** start AVAILABLE DATA **

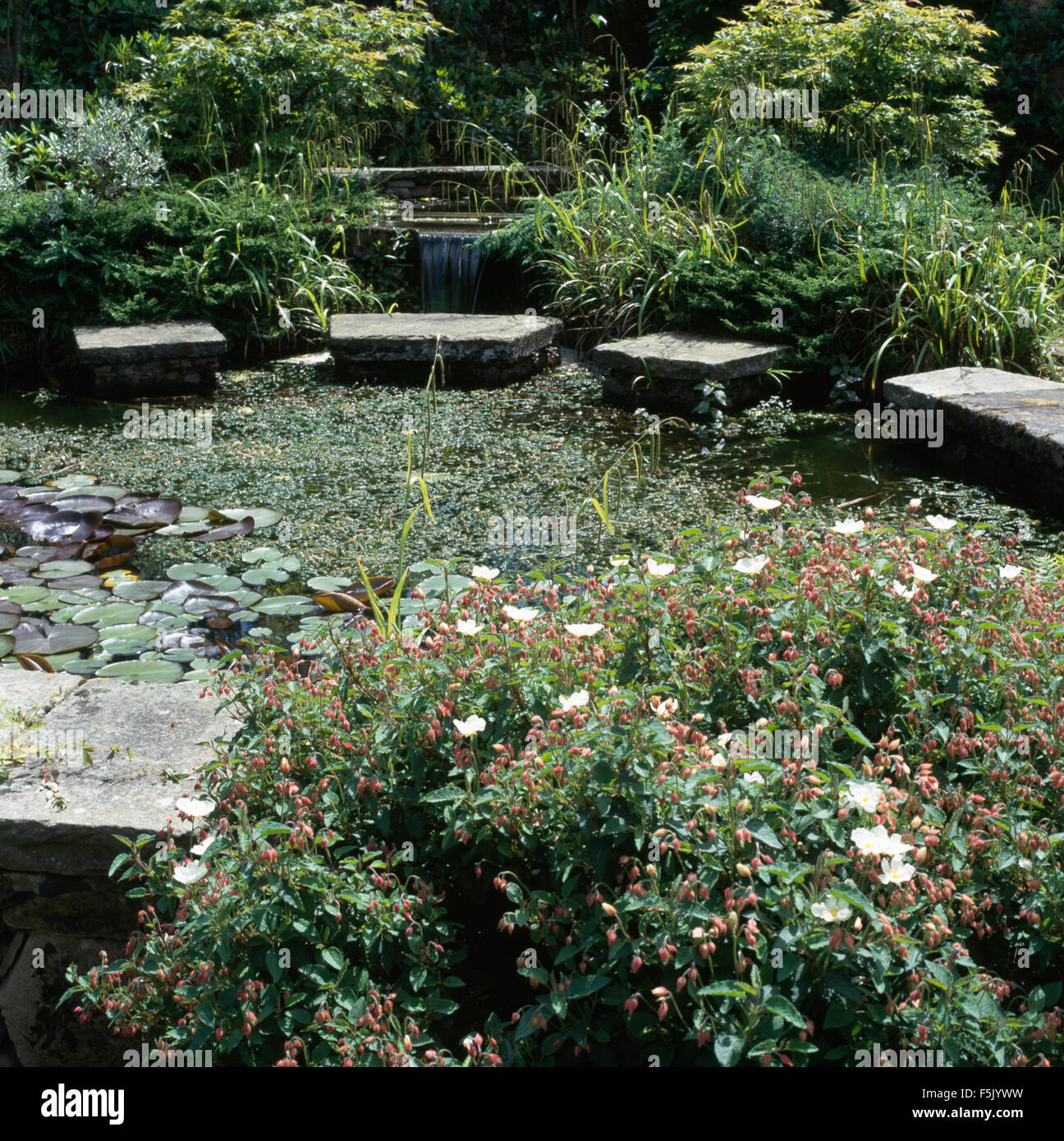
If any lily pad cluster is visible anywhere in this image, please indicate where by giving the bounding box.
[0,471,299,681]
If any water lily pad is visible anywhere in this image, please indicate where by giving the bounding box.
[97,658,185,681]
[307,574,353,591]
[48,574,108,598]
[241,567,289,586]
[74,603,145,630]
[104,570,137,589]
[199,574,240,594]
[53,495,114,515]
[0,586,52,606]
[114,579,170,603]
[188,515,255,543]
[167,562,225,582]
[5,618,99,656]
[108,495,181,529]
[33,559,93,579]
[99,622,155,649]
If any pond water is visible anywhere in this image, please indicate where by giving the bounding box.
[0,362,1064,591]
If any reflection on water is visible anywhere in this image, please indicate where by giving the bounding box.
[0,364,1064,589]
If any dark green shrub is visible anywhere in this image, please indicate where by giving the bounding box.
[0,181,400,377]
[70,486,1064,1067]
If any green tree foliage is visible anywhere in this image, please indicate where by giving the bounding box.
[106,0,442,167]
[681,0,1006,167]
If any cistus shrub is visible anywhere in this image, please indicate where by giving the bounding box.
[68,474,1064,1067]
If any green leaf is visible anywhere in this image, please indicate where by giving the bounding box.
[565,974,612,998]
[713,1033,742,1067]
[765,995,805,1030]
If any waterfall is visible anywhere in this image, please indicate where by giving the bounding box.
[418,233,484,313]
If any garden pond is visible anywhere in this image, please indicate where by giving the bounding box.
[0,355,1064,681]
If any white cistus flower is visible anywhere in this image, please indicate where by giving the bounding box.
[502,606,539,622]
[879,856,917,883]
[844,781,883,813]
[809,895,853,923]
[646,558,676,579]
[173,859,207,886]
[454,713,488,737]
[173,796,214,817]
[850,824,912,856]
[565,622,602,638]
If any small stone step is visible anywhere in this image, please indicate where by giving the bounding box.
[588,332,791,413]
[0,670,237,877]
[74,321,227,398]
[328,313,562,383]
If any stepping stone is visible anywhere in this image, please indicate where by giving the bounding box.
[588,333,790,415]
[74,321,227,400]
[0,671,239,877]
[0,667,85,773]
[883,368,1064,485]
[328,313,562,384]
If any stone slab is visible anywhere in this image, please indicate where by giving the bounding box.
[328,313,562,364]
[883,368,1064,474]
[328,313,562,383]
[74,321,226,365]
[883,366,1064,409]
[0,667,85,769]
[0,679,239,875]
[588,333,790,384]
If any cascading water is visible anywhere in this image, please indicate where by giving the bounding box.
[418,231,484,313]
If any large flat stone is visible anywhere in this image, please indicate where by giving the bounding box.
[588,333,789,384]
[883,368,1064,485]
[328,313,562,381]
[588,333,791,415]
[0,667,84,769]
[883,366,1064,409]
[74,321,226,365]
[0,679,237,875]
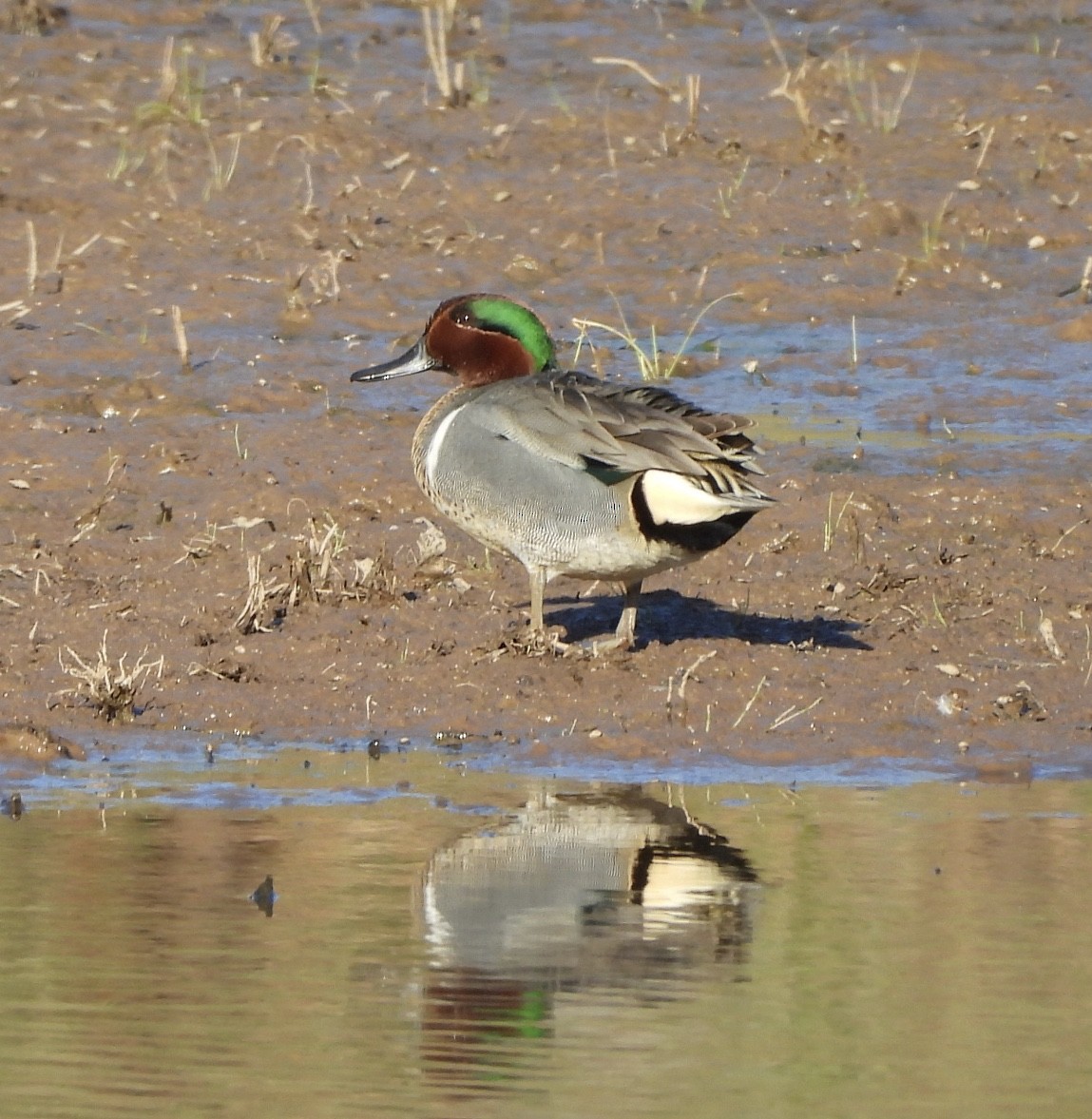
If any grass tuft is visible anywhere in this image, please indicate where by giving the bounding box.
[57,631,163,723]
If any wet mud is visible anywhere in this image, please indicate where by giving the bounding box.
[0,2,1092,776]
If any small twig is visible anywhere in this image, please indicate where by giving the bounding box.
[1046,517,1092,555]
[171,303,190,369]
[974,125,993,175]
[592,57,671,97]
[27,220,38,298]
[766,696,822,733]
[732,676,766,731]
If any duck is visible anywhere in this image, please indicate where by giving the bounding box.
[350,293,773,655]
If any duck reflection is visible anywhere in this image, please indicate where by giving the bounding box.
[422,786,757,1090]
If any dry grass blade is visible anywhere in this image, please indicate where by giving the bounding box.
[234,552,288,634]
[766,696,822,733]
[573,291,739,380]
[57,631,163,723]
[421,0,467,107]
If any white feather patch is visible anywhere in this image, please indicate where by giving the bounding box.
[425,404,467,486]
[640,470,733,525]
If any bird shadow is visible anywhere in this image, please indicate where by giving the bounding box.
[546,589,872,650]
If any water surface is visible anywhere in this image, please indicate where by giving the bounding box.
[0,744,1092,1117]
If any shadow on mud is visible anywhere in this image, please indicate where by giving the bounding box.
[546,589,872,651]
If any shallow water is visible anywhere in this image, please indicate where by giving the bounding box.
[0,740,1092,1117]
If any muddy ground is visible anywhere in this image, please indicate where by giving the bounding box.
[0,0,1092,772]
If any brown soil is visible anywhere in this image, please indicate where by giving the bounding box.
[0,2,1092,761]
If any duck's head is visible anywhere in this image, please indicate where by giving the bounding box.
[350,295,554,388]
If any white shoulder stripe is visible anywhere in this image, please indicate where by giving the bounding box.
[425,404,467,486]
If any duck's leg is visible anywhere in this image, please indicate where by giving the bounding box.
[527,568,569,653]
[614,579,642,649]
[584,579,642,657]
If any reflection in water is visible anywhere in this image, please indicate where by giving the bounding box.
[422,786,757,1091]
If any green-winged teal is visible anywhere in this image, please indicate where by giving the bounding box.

** end AVAILABLE DATA **

WRITTEN EXERCISE: Print all of the items above verbatim, leaving out the pictures.

EXERCISE RESPONSE:
If any lily pad cluster is visible anywhere in this image, please indicate where by giving the bounding box.
[0,471,299,681]
If any water lily pad is visible anywhere in this image, please indicate where by giving the bounding box.
[97,658,185,681]
[307,574,353,591]
[48,574,108,598]
[241,567,289,586]
[74,603,145,630]
[104,570,137,589]
[199,574,240,594]
[53,495,114,515]
[0,586,52,606]
[114,579,170,603]
[188,515,255,543]
[167,562,225,582]
[5,618,99,656]
[108,495,181,529]
[33,559,93,579]
[99,622,155,649]
If any pond water is visible anywhere in this image, please indicate where by giving the bounding box.
[0,362,1064,591]
If any reflection on water is visible anywhere in this image, please indicate where by giving the bounding box.
[0,364,1064,589]
If any dark green shrub is visible anywhere in this image, please indicate where by giving the bounding box.
[0,181,400,377]
[70,486,1064,1067]
If any green tree foliage is visible anywhere in this image, please indicate where by giving the bounding box.
[106,0,442,167]
[681,0,1006,167]
If any cistus shrub is visible anywhere in this image, please indicate where by giving the bounding box.
[68,474,1064,1067]
If any green leaf is visible anywhere in this image, please indicate where by giving the bounding box.
[565,974,612,998]
[713,1033,742,1067]
[765,995,805,1030]
If any waterfall is visible anywhere in this image, please indicate where by giving the bounding box.
[418,233,484,313]
If any garden pond is visible anywhere in this image, please indicate where by giving the bounding box.
[0,355,1064,681]
If any white cistus flower is visible anywhere in this image, please indicate where by giving the bounding box.
[502,606,539,622]
[879,856,917,883]
[844,781,883,813]
[809,895,853,923]
[646,558,676,579]
[173,859,207,886]
[454,713,488,737]
[173,796,214,817]
[850,824,912,856]
[565,622,602,638]
If any small stone step is visible anywhere in this image, please indicate where by giving the bounding box.
[588,332,791,413]
[0,670,237,877]
[74,321,227,398]
[328,313,562,383]
If any stepping stone is visible anywhere in this image, please indicate where by giving the bounding box.
[588,333,790,415]
[74,321,227,400]
[0,671,239,877]
[0,667,85,773]
[883,368,1064,485]
[328,313,562,384]
If any stone slab is visible anywhere in this image, please indicate where by giving the bounding box.
[328,313,562,364]
[883,368,1064,474]
[328,313,562,383]
[74,321,226,365]
[883,366,1064,409]
[0,667,85,769]
[0,679,239,875]
[588,333,790,384]
If any cascading water is visible anywhere in this image, please indicate where by giving the bounding box.
[418,231,484,313]
If any large flat stone is visible anywhere in this image, please indicate where by giving the bounding box.
[588,333,789,384]
[883,368,1064,485]
[328,313,562,381]
[588,333,791,415]
[0,667,84,769]
[883,366,1064,409]
[74,321,226,365]
[0,679,237,875]
If any grass tuft is visible anywhere in this image, please indicate where by giving the bounding box.
[57,631,163,723]
If any wet mud is visible anywhere in this image, please indicate where by giving the bounding box.
[0,2,1092,776]
If any small twig is visible anywhere in this image, please indicate where by giving the bounding box.
[1046,517,1092,555]
[171,303,190,369]
[974,125,993,175]
[592,57,671,97]
[27,220,38,298]
[766,696,822,733]
[732,676,766,731]
If any duck is visible anywhere in this image, please indicate where by giving the bounding box.
[350,293,773,655]
If any duck reflection is visible anywhere in this image, please indicate where by giving the bounding box.
[422,786,757,1090]
If any dry grass blade is visible anywhere in this image, please indicate where by giving the bounding box.
[234,552,288,634]
[766,696,822,733]
[573,291,739,380]
[57,631,163,723]
[421,0,467,107]
If any white feather patch is visible anywhere in this image, please indicate where by giving the bounding box.
[425,404,467,486]
[640,470,733,525]
If any bird shadow is visible anywhere in this image, please indicate where by giving the bounding box.
[546,589,872,650]
If any water surface is visible anywhere in this image, please indicate where by giving the bounding box.
[0,744,1092,1117]
If any shadow on mud is visible anywhere in this image, please indicate where by giving the bounding box.
[546,589,872,651]
If any shallow water is visible anywhere in this image, please indicate where by giving the bounding box.
[0,740,1092,1117]
If any muddy ground is visible anywhere in this image, please indicate where by giving the bounding box.
[0,0,1092,772]
If any brown soil is visible anywhere in this image, please indicate where by giving the bounding box.
[0,2,1092,761]
If any duck's head is visible anywhere in this image, please indicate where by giving the bounding box.
[350,295,554,388]
If any white shoulder stripe is visible anywhere in this image, please indicate where by giving the bounding box.
[425,404,467,486]
If any duck's leg is visible anywhere in this image, please indicate where by giving the bounding box.
[527,568,569,653]
[614,579,642,649]
[584,579,642,657]
If any reflection in water is visible anywhere in this image, please indicate where by giving the bounding box.
[422,786,757,1091]
If any green-winged teal is visible anywhere in this image, please indicate where by giving the bounding box.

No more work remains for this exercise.